--- INPUT RECORDS ---

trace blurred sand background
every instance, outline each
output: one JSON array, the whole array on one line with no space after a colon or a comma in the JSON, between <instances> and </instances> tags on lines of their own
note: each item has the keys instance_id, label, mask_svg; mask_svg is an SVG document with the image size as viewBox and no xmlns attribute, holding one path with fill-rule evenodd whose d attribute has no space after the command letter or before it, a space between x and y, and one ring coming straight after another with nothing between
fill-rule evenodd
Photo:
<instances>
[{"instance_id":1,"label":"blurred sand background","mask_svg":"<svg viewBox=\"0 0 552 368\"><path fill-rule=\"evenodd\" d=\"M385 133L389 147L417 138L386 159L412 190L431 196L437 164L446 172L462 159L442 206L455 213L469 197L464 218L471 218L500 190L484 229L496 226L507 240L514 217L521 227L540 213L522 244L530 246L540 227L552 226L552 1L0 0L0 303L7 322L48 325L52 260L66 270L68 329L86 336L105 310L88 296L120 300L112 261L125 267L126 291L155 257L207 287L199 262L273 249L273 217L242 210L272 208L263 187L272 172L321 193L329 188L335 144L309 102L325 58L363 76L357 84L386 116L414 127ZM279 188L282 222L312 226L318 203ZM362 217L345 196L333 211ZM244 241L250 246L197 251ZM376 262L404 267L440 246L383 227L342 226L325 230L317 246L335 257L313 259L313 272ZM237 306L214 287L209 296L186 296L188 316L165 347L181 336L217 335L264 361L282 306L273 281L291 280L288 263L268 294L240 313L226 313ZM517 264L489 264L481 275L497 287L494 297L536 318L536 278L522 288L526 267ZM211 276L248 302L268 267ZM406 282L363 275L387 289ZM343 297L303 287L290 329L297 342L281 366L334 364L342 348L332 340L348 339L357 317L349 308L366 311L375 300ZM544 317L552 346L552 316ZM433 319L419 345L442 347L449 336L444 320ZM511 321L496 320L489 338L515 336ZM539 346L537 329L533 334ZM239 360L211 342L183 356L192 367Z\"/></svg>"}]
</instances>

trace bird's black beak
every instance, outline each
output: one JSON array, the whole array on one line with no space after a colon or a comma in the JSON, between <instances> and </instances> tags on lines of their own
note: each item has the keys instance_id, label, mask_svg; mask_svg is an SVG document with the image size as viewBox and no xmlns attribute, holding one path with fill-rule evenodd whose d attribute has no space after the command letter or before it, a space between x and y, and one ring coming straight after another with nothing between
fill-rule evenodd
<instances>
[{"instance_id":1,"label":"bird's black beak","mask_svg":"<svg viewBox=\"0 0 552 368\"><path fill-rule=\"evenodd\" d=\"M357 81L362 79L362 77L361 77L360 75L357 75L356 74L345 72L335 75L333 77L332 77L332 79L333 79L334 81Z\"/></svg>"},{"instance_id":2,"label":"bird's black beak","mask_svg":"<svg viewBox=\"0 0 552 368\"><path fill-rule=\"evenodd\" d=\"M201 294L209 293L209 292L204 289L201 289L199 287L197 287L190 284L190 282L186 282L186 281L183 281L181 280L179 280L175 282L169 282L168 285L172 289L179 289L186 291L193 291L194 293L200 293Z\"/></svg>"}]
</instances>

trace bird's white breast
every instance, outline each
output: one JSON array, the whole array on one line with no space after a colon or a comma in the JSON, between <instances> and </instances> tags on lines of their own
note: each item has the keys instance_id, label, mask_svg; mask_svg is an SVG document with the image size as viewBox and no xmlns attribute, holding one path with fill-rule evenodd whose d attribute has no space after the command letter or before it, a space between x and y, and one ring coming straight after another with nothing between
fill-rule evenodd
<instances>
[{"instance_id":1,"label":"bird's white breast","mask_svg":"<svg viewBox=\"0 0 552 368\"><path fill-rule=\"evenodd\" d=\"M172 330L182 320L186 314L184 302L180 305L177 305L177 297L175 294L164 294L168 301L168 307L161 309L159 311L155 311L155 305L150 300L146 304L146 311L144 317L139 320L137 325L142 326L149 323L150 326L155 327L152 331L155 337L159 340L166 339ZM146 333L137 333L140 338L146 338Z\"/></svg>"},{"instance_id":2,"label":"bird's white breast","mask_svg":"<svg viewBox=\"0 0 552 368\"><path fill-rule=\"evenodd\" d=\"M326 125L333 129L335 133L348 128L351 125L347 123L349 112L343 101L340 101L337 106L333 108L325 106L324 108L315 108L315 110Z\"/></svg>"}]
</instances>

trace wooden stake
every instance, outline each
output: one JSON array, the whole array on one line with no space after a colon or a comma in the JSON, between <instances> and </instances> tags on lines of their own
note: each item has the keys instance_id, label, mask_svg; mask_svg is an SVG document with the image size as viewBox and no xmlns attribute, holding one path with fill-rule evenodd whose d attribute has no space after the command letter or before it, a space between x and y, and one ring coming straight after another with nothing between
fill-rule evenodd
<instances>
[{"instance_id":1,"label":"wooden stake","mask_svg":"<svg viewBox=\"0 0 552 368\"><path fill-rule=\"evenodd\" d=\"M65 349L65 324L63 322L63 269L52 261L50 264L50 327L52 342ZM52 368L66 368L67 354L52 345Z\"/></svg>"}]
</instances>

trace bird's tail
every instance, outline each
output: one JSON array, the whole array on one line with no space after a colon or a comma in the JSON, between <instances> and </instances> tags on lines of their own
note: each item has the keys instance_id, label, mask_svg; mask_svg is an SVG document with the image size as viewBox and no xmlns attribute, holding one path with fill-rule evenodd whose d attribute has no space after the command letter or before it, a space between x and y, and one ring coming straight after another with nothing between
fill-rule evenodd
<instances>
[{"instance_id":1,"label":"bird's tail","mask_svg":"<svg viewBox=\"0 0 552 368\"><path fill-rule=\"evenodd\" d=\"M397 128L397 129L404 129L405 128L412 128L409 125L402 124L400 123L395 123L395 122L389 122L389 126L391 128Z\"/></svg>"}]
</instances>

---

EXERCISE TASK ▸ Extract every line unchanged, starting with the line that contains "trace wooden stake" and continuing through the last line of the entries, both ends included.

SOLUTION BELOW ▸
trace wooden stake
every instance, outline each
output: one JSON array, the whole array on one line with no space after a colon or a comma in the JSON, between <instances> and </instances> tags on lines of their own
note: each item has the keys instance_id, label, mask_svg; mask_svg is an SVG document with the image size as viewBox and no xmlns attribute, holding one path with fill-rule evenodd whose d attribute has no space after the command letter or before it, a space between x and y, and one ring coming straight after another with nothing between
fill-rule evenodd
<instances>
[{"instance_id":1,"label":"wooden stake","mask_svg":"<svg viewBox=\"0 0 552 368\"><path fill-rule=\"evenodd\" d=\"M65 349L65 324L63 322L63 269L52 261L50 264L50 327L52 342ZM52 368L66 368L67 354L52 345Z\"/></svg>"}]
</instances>

trace bird's tail
every instance, outline each
output: one JSON array, the whole array on one line with no space after a colon or a comma in the JSON, between <instances> and </instances> tags on lines of their own
note: each item has the keys instance_id, label, mask_svg; mask_svg is an SVG document with the image size as viewBox and no xmlns attribute, holding one path with fill-rule evenodd whose d attribute has no space after the command letter or before it, a space between x and y, and one ring coming straight after another with nothing between
fill-rule evenodd
<instances>
[{"instance_id":1,"label":"bird's tail","mask_svg":"<svg viewBox=\"0 0 552 368\"><path fill-rule=\"evenodd\" d=\"M397 128L397 129L404 129L405 128L412 128L409 125L402 124L400 123L395 123L395 122L389 122L389 126L391 128Z\"/></svg>"}]
</instances>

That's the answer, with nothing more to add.